* [What you will do]
Copy every line of the material below word for word, but leave the pictures out.

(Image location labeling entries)
• • • • •

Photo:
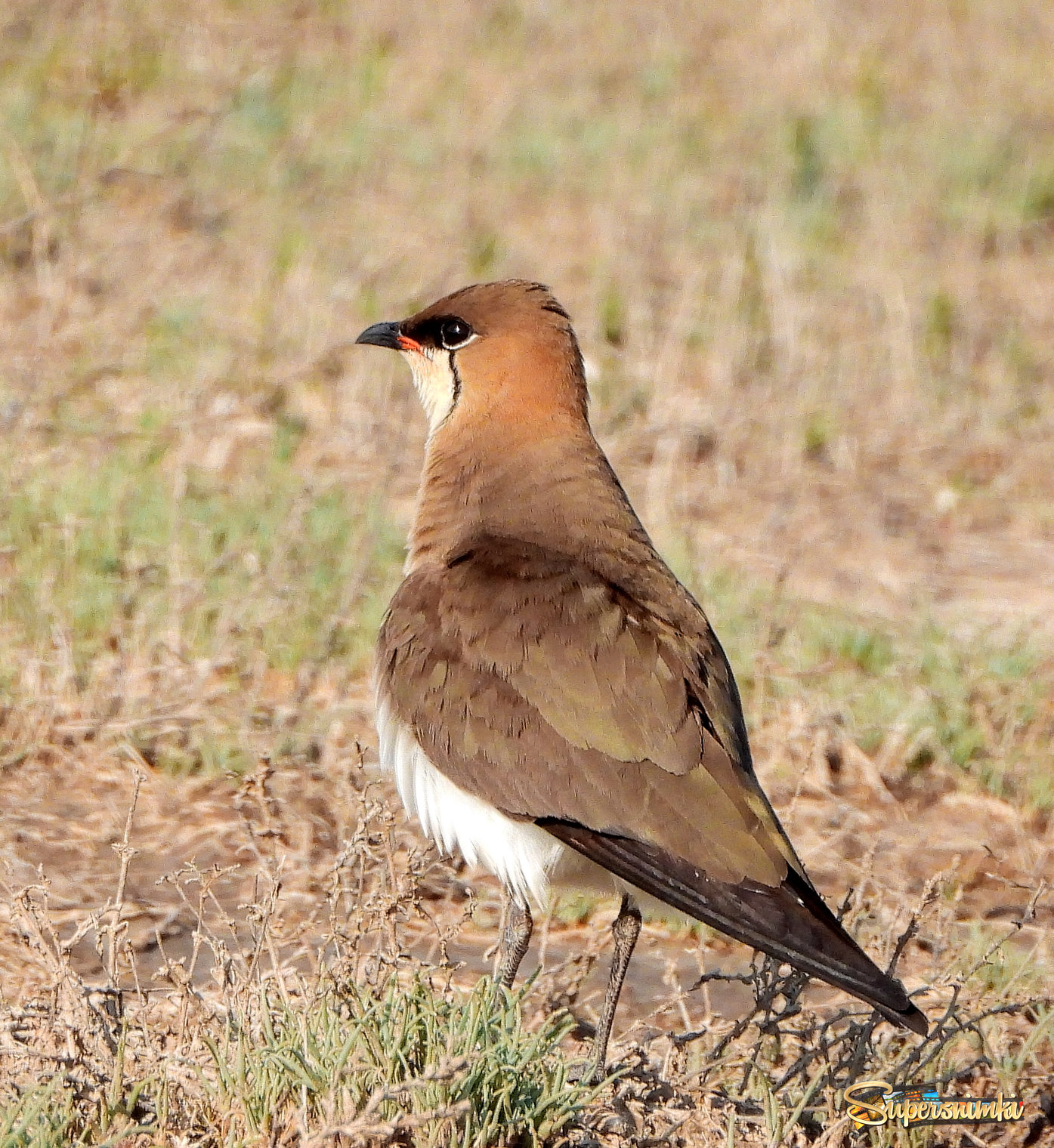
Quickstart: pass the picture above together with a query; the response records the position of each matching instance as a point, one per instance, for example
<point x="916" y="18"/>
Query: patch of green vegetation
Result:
<point x="377" y="1055"/>
<point x="969" y="699"/>
<point x="261" y="567"/>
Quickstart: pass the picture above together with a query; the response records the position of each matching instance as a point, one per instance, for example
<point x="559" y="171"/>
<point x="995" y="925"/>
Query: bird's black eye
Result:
<point x="455" y="333"/>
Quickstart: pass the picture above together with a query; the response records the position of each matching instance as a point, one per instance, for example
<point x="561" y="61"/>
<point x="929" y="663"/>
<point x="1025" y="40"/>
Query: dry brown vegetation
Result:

• • • • •

* [Result below]
Photo:
Quickstart: pass the picture above together with a query; the response records the position of each matching instance as a point, one per instance, for example
<point x="916" y="18"/>
Query: patch of green vegetation
Result:
<point x="377" y="1055"/>
<point x="969" y="699"/>
<point x="261" y="567"/>
Quickstart: pass the picture above together with a query; the response records the position of each matching instance as a point, one per instance, for example
<point x="559" y="171"/>
<point x="995" y="925"/>
Query: bird's black eye
Result:
<point x="455" y="333"/>
Quickstart: pass the picture above together with a query; the response records the position of each matching instance as a point, one per instance, for example
<point x="561" y="61"/>
<point x="929" y="663"/>
<point x="1025" y="40"/>
Query: dry brown vegetation
Result:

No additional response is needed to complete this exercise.